**Excerpt to read:**
Lexicon
G3956 - pas
Strong's: G3956 · BLB lookup Pronunciation: pas (masc. nom. sing.); panta (neut. nom./acc. plur.) Part of speech: adjective; functions as universal quantifier NT occurrences: ~1,243, one of the most common words in the GNT Hebrew equivalents (LXX): H3605 - kol (כֹּל, "all, the whole")
Semantic range (Thayer / BDAG)
Sponsored
- Each, every, any (singular without the article), distributive sense.
- All, the whole (singular with the article, or plural with article τὰ πάντα), collective sense.
- Of every kind, qualitative universality.
- All things, the universe (substantival neuter plural τὰ πάντα), the totality of created reality.
The lexeme is grammatically a high-frequency function word; what makes it lexicon-worthy is its load-bearing role in cosmological and christological texts where the unrestricted universal quantifier carries the doctrinal weight of the verse.

**Provided material:**
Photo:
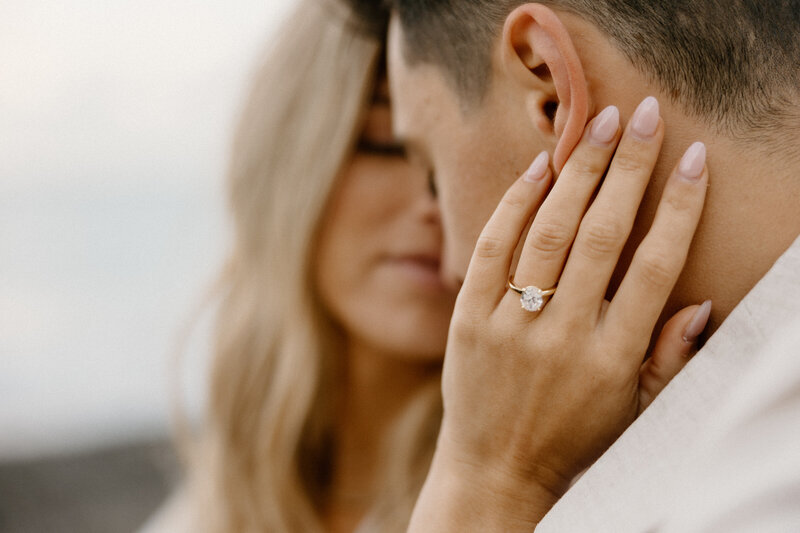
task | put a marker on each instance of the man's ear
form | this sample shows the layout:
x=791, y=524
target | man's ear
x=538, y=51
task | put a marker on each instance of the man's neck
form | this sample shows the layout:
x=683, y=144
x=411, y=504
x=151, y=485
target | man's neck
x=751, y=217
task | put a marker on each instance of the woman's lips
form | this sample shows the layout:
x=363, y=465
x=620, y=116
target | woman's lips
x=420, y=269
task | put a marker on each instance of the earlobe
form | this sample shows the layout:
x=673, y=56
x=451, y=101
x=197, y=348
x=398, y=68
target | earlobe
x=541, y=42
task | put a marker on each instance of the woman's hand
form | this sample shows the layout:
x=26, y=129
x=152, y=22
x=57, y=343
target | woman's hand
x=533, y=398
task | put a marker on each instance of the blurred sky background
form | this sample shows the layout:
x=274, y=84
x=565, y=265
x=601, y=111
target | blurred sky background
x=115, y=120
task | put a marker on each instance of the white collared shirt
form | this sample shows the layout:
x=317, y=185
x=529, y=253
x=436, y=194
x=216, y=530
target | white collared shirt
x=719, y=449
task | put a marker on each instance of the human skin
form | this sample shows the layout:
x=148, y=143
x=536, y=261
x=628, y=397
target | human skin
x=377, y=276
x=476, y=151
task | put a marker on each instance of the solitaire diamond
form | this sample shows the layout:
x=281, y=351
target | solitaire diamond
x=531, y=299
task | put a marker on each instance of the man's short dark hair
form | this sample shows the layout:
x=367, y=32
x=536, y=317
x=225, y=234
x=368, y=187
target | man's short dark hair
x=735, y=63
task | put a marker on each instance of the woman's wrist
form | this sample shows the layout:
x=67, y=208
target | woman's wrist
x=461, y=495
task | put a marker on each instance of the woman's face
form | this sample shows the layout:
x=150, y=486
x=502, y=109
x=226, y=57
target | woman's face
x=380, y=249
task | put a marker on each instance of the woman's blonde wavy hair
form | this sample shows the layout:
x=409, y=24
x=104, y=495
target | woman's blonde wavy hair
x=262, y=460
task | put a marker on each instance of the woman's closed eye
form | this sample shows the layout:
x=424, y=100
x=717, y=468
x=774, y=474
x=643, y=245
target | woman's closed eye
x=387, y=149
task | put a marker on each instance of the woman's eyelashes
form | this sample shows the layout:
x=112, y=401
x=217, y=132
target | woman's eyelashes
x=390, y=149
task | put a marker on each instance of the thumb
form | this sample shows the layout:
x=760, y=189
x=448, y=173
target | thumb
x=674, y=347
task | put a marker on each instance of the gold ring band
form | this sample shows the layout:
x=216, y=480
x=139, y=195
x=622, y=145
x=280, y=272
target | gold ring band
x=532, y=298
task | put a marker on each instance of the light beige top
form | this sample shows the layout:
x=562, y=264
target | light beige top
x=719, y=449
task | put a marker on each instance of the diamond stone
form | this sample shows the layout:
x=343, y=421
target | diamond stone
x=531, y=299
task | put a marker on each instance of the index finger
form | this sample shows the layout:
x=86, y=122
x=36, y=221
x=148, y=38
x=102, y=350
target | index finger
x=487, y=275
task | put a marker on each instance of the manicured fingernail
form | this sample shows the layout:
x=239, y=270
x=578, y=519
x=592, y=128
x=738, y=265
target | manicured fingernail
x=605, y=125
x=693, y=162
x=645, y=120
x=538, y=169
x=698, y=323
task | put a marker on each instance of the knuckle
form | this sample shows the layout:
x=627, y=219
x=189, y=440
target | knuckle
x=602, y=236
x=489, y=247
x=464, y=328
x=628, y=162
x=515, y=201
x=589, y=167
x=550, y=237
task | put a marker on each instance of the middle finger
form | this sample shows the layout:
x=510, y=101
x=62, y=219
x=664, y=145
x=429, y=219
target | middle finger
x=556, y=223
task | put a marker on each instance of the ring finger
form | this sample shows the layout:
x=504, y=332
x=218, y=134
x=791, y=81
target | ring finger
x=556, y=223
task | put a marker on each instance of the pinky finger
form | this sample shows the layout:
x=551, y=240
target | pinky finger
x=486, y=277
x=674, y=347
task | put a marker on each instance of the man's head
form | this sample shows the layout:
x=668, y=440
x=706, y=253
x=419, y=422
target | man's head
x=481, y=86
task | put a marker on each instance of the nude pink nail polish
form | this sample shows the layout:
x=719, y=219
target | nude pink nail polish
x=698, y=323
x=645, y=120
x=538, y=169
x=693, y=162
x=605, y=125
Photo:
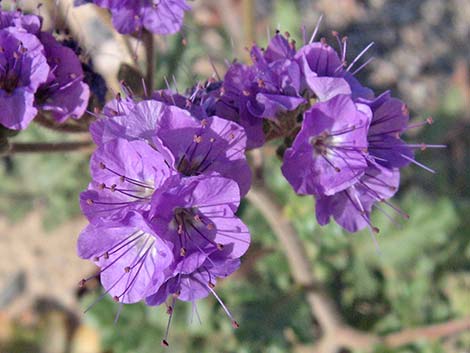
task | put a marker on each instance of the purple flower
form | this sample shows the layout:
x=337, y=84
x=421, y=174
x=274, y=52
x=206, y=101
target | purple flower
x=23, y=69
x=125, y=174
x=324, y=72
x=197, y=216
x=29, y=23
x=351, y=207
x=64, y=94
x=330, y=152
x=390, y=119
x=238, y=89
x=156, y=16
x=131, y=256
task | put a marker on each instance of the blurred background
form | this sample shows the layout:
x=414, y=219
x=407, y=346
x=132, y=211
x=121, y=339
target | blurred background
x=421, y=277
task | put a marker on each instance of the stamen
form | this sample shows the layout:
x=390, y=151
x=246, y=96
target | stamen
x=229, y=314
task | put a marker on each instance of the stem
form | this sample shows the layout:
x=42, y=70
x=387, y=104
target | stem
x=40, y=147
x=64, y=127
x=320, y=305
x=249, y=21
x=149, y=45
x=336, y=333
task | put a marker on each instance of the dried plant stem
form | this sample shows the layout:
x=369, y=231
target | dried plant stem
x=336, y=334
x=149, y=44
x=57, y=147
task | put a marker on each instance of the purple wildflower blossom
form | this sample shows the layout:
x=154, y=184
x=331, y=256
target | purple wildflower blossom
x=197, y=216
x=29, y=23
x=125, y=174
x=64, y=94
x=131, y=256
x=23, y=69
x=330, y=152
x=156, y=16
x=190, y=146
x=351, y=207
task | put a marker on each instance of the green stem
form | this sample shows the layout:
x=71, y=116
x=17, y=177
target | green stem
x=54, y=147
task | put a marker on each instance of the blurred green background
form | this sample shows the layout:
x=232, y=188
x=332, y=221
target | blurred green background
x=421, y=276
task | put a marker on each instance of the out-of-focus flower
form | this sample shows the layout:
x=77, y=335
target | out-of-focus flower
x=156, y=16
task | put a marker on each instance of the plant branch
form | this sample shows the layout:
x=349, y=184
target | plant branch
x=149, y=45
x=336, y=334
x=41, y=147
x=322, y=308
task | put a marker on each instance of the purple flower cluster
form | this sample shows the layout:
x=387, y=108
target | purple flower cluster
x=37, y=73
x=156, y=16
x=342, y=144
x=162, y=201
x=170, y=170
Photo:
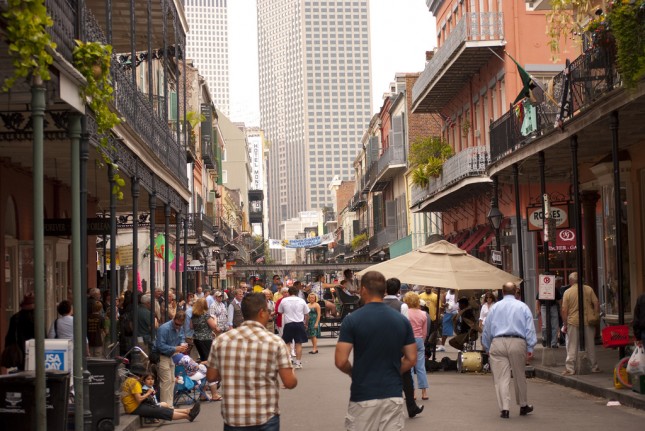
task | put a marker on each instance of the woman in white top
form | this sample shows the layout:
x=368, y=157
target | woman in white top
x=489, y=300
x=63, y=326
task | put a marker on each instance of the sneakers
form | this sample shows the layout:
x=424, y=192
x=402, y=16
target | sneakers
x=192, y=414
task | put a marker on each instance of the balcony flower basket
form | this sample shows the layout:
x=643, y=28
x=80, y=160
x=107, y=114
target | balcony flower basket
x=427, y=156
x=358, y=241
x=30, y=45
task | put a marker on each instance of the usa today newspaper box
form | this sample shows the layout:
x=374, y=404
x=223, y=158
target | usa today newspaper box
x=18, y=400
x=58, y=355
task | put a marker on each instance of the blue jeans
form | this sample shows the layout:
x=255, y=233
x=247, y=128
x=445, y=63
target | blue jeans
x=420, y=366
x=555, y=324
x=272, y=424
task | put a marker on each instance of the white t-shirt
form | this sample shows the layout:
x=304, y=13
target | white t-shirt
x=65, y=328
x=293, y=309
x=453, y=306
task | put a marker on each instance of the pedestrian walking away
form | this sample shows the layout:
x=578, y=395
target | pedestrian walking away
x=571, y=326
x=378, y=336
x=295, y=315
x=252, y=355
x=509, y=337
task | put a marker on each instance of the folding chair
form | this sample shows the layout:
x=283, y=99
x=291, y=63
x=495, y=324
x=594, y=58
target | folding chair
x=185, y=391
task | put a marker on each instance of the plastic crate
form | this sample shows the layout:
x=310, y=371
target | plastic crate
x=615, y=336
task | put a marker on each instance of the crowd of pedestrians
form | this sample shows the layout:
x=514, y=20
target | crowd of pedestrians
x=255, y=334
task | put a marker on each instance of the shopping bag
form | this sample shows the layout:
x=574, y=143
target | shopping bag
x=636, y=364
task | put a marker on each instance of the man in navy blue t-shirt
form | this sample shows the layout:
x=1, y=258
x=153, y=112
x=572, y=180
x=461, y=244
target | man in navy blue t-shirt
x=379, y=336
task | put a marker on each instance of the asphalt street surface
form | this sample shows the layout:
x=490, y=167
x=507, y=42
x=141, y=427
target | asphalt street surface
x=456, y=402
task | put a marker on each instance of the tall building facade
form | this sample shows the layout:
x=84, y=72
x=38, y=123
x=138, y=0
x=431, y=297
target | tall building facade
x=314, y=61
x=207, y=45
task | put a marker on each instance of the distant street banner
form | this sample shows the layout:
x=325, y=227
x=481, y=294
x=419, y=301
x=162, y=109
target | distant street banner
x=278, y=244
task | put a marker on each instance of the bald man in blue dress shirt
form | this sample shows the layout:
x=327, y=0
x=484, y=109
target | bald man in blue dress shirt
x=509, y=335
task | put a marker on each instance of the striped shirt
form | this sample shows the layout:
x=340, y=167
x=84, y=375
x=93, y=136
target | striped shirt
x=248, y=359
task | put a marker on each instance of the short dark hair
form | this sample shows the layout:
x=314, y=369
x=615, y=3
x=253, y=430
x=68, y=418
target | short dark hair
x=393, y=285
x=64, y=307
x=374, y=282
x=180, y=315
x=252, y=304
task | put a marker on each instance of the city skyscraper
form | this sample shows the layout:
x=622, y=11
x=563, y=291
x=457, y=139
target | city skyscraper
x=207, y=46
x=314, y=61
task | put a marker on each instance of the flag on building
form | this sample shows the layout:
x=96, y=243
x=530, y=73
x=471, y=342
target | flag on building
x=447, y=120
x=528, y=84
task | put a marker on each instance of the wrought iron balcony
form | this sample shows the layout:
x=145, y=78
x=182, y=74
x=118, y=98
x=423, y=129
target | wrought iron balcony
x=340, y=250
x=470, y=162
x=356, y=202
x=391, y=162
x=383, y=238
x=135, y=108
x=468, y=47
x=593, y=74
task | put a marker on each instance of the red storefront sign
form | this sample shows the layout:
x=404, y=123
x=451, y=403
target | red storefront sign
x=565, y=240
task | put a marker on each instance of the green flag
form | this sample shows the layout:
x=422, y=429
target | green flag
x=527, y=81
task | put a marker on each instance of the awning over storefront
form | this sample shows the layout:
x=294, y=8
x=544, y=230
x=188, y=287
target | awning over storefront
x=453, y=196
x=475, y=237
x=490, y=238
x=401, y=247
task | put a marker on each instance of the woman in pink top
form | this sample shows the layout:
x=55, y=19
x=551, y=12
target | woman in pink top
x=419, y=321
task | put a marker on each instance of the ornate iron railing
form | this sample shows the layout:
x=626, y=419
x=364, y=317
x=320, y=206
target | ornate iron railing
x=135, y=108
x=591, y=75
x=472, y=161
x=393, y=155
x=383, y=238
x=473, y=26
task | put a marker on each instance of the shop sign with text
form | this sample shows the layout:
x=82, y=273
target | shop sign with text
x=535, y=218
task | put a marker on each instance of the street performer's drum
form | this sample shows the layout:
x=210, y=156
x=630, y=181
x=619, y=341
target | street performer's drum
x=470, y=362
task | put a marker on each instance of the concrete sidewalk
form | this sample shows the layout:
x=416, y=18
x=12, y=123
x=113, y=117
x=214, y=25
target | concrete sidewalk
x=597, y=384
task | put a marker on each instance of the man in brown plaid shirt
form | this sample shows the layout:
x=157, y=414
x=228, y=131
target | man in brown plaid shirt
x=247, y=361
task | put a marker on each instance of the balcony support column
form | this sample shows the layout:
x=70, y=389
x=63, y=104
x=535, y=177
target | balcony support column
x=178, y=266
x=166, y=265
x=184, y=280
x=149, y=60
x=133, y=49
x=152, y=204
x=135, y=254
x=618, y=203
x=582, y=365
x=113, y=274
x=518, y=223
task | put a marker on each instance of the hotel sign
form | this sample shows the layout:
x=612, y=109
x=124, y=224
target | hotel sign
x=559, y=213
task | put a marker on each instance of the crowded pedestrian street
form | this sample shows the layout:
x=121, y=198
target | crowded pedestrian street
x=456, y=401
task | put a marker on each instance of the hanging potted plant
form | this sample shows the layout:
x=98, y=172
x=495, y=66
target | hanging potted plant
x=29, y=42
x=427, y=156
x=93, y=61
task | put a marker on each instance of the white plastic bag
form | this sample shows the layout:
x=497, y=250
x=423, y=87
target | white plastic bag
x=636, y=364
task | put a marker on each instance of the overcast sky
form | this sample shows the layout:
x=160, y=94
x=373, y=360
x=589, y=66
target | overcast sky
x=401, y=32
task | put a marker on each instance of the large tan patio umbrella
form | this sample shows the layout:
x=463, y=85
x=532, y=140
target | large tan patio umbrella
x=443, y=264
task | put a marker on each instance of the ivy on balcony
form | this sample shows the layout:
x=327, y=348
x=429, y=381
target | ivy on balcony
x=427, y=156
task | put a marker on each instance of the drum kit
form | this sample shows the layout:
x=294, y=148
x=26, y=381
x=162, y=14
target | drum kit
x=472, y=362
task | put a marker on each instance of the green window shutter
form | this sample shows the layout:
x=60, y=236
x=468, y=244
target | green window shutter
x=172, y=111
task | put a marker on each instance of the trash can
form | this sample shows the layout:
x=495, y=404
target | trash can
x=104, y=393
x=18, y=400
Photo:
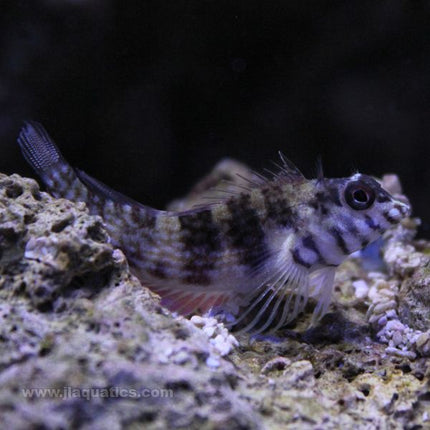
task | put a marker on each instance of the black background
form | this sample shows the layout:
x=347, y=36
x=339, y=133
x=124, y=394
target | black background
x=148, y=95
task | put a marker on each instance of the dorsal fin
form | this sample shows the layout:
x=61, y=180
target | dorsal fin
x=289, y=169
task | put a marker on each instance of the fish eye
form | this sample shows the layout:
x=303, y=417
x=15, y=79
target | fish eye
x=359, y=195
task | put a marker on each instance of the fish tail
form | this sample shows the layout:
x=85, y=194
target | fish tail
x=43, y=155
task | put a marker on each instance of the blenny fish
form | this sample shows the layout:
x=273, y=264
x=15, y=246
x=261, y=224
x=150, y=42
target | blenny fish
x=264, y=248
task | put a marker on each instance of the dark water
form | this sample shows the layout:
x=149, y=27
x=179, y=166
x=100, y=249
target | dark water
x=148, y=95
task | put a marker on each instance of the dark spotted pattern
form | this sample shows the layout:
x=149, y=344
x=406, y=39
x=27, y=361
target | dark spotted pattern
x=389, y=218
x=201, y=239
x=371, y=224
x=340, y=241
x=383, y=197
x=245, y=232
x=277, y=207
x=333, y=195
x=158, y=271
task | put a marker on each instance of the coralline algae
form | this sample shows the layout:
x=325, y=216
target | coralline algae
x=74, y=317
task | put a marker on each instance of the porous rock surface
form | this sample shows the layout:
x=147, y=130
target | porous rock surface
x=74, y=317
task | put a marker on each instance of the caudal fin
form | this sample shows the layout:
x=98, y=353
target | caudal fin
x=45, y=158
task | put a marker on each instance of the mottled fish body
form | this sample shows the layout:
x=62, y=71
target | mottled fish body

**Work order 1:** Reproduce word for word the stretch of the lexicon entry for pas from "- All things, the" through "of the verse.".
**Work order 2:** What part of speech does the lexicon entry for pas assign to the word, and how does the word function?
**Work order 3:** Extend the lexicon entry for pas beyond its last sentence.

**Answer section 1:**
- All things, the universe (substantival neuter plural τὰ πάντα), the totality of created reality.
The lexeme is grammatically a high-frequency function word; what makes it lexicon-worthy is its load-bearing role in cosmological and christological texts where the unrestricted universal quantifier carries the doctrinal weight of the verse.

**Answer section 2:** It is an adjective that functions as a universal quantifier.

**Answer section 3:**
Theological force, ta panta as cosmological totality
The substantival neuter plural τὰ πάντα ("the all," "all things") is the NT's standard expression for the totality of created reality. When Paul, John, or Hebrews says Christ is the agent or sustainer or goal of ta panta, the universal quantifier is the doctrine: nothing escapes the scope, no exception is admitted, no second principle is allowed alongside. The polemical force is anti-dualist (Marcion, Gnostic emanation cosmologies) and anti-Arian (no created mediator: the agent of all things cannot Himself be a created thing).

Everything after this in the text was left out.